Your task:
Can you continue the essay below on organizing and mass mobilization from its last sentence?

─── Document segment ───

The Dialectics of Organizing and Mobilization

A revolution, among other things, is a series of mass mobilizations, continuing on until the quantity of mobilizations creates a qualitative change in societal power relations. A revolution is the collective action of an entire class. How do we get an entire class to move? 

Quantity to Quality

First, we need to understand that all large phenomena can be broken down into smaller components. Even a tidal wave is made of a trillion drops of water. The working class, when not organized, is a mass of individual atomized workers. Therefore, the process of organizing an entire class is simply the aggregate effect of mobilizing many individuals. A class is mobilized step by step, person by person.

It is not enough to support revolution in general ideological terms. Rather, true support of revolution manifests in specific plans and specific action. Yet when pressed, some alleged revolutionaries look at this objective, this mass mobilization, and get cold feet. They say that the enormity of this task is beyond the capability of a small group of organizers. These  breathless, panicked admonitions ignore the cumulative effect of persistent strategic action.

─── Entries shown ───

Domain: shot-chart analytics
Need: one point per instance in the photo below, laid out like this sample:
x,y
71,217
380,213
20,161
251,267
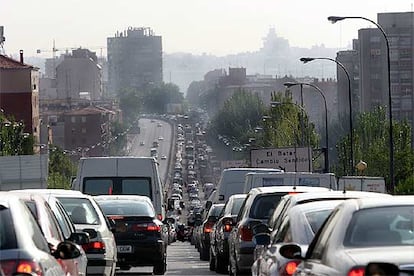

───

Answer to this task:
We must remember that when we move one worker, they can move two more. Those two can then move four, four can move eight, and thus we mobilize our class exponentially.

How then, do we get one person to move?

Agitation 

Agitation is the act of seeking out the dormant, moribund indignation which rests deep within the soul of the oppressed, and stirring that beast to life. To agitate someone you must speak to them; you must investigate the contradictions which bind, squeeze, suffocate, and lash at the exploited. You must point the trembling finger of indignation at the flail of oppression and call it by its true name. You must confront injustice and condemn it truthfully, accurately, and directly.

Agitation is antithetical to the meek, timid mindset found in many workers. It runs counter to the grooming to which workers are subjected, the capitalist indoctrination that conditions them for a life of servitude. We are told that pointing out contradictions and expressing anger is counterproductive and self-defeating. But what slave master would say otherwise to his slaves if he wishes to tame those he holds in bondage? What the capitalist class does not understand — what we will have to teach them — is that you cannot domesticate a tiger; you can only fool it into underestimating its own strength.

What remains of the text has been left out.